▸ AIM OF THE EXERCISE: Transcribe all of the listing below in full.

▸ GIVEN RECORDS:
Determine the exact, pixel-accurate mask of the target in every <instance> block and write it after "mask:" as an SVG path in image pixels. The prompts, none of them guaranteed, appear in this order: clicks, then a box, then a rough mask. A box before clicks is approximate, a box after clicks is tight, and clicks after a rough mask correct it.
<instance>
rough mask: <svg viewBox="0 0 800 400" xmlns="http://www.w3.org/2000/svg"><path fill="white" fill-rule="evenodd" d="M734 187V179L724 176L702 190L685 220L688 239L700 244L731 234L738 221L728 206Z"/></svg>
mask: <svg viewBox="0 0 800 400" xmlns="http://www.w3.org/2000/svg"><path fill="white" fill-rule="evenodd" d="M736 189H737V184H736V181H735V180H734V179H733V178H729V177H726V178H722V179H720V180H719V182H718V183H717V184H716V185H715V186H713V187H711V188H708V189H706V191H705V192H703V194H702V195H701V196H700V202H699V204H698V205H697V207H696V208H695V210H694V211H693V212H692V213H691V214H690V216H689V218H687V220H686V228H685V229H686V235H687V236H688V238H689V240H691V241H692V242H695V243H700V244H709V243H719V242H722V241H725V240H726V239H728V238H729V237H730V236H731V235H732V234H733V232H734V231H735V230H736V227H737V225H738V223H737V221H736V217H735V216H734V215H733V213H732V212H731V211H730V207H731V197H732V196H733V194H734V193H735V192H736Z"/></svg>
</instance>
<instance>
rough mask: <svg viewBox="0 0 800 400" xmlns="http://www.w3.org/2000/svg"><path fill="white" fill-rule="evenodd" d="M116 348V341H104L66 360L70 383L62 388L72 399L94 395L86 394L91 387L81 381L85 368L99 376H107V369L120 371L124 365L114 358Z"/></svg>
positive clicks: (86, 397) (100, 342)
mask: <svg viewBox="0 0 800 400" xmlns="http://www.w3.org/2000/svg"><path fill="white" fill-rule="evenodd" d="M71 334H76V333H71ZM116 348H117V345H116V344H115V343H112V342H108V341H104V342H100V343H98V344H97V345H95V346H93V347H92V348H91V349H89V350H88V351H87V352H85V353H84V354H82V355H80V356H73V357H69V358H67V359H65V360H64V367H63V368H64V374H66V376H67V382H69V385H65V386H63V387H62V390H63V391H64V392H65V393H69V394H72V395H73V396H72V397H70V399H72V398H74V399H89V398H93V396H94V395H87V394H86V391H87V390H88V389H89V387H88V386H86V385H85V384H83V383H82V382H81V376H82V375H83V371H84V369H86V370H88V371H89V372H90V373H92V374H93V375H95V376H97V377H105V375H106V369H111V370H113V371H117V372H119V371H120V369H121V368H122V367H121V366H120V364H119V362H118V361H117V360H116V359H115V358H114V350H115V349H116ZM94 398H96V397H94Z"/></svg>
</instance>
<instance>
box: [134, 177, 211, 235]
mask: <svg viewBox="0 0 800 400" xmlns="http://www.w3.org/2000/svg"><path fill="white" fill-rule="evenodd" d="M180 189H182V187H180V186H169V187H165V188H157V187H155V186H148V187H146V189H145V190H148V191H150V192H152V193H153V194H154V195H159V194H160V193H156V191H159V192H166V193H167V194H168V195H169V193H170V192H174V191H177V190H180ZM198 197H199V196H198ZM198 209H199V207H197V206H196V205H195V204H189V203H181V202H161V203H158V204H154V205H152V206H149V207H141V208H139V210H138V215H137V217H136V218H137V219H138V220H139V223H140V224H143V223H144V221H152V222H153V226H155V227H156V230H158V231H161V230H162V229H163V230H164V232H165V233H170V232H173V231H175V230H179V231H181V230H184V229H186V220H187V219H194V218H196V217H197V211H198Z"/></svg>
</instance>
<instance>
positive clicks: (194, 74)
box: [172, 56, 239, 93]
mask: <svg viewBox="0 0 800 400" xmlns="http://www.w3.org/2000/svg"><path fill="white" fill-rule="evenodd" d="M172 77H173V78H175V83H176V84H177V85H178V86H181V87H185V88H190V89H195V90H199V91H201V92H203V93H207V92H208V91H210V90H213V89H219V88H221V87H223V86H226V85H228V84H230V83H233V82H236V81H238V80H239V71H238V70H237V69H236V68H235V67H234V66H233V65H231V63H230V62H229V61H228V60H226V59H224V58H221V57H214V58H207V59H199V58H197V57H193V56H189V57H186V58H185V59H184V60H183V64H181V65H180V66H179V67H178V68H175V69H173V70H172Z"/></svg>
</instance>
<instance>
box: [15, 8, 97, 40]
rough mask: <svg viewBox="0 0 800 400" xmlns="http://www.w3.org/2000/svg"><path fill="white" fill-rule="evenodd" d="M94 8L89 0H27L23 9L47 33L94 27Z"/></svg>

▸ TASK RESULT:
Determine the exact, pixel-accurate mask of the target in every <instance> block and write it after "mask:" as an SVG path in image pixels. The prompts, none of them guaranteed, appear in this order: clicks, then a box, then a rough mask. A box before clicks is approximate, a box after clicks is tight, and clicks after a rough mask correct it.
<instance>
rough mask: <svg viewBox="0 0 800 400" xmlns="http://www.w3.org/2000/svg"><path fill="white" fill-rule="evenodd" d="M734 187V179L724 176L702 190L685 220L688 239L700 244L731 234L738 221L728 206Z"/></svg>
mask: <svg viewBox="0 0 800 400" xmlns="http://www.w3.org/2000/svg"><path fill="white" fill-rule="evenodd" d="M736 189H737V184H736V181H735V180H734V179H733V178H729V177H726V178H722V179H720V180H719V182H718V183H717V184H716V185H715V186H713V187H711V188H708V189H706V191H705V192H703V194H702V195H701V196H700V202H699V204H698V205H697V207H696V208H695V210H694V211H693V212H692V213H691V214H690V216H689V218H687V220H686V228H685V229H686V235H687V236H688V238H689V240H691V241H692V242H695V243H700V244H709V243H719V242H722V241H725V240H726V239H728V238H729V237H730V236H731V235H732V234H733V232H734V231H735V230H736V227H737V225H738V223H737V221H736V217H735V216H734V215H733V213H732V212H731V211H730V207H731V197H732V196H733V194H734V193H735V192H736Z"/></svg>
</instance>
<instance>
rough mask: <svg viewBox="0 0 800 400" xmlns="http://www.w3.org/2000/svg"><path fill="white" fill-rule="evenodd" d="M116 348V341H104L66 360L70 383L62 388L72 399L94 395L86 394L91 387L81 381L85 368L99 376H107V369L120 371L124 365L114 358Z"/></svg>
positive clicks: (86, 397) (100, 342)
mask: <svg viewBox="0 0 800 400" xmlns="http://www.w3.org/2000/svg"><path fill="white" fill-rule="evenodd" d="M71 334H76V333H71ZM116 348H117V345H116V344H115V343H112V342H108V341H104V342H100V343H98V344H97V345H95V346H93V347H92V348H91V349H89V350H88V351H87V352H85V353H84V354H82V355H80V356H73V357H69V358H67V359H65V360H64V367H63V368H64V374H66V376H67V382H69V385H65V386H63V387H62V390H63V391H64V392H65V393H69V394H72V395H73V396H72V397H70V399H72V398H74V399H89V398H93V396H94V395H87V394H86V391H87V390H88V389H89V387H88V386H86V385H85V384H83V383H82V382H81V376H82V375H83V371H84V369H86V370H88V371H89V372H90V373H92V374H93V375H95V376H97V377H105V375H106V369H111V370H113V371H117V372H119V371H120V369H121V368H122V367H121V366H120V364H119V362H118V361H117V360H116V359H115V358H114V350H115V349H116ZM94 398H96V397H94Z"/></svg>
</instance>
<instance>
box: [134, 177, 211, 235]
mask: <svg viewBox="0 0 800 400" xmlns="http://www.w3.org/2000/svg"><path fill="white" fill-rule="evenodd" d="M180 189H182V187H180V186H169V187H165V188H157V187H155V186H148V187H146V189H145V190H148V191H150V192H152V193H153V194H154V195H159V194H160V193H156V191H159V192H166V193H167V194H168V195H169V193H170V192H174V191H177V190H180ZM198 197H199V196H198ZM198 209H199V207H197V206H196V205H195V204H189V203H181V202H161V203H158V204H154V205H152V206H149V207H141V208H139V210H138V215H137V217H136V218H137V219H138V220H139V223H140V224H143V223H144V221H152V222H153V226H155V227H156V230H158V231H161V230H162V229H163V230H164V232H165V233H170V232H173V231H175V230H179V231H181V230H184V229H186V220H187V219H194V218H196V217H197V211H198Z"/></svg>
</instance>
<instance>
positive clicks: (194, 74)
box: [172, 56, 239, 93]
mask: <svg viewBox="0 0 800 400" xmlns="http://www.w3.org/2000/svg"><path fill="white" fill-rule="evenodd" d="M172 77H173V78H175V83H176V84H177V85H178V86H181V87H185V88H190V89H195V90H199V91H201V92H203V93H207V92H208V91H210V90H213V89H219V88H221V87H223V86H226V85H228V84H230V83H233V82H236V81H238V80H239V71H238V70H237V69H236V68H235V67H234V66H233V65H231V63H230V62H229V61H228V60H226V59H224V58H221V57H214V58H207V59H199V58H197V57H193V56H189V57H186V58H185V59H184V60H183V64H181V65H180V66H179V67H178V68H175V69H173V70H172Z"/></svg>
</instance>
<instance>
box: [15, 8, 97, 40]
rough mask: <svg viewBox="0 0 800 400" xmlns="http://www.w3.org/2000/svg"><path fill="white" fill-rule="evenodd" d="M94 8L89 0H27L23 9L47 33L94 27Z"/></svg>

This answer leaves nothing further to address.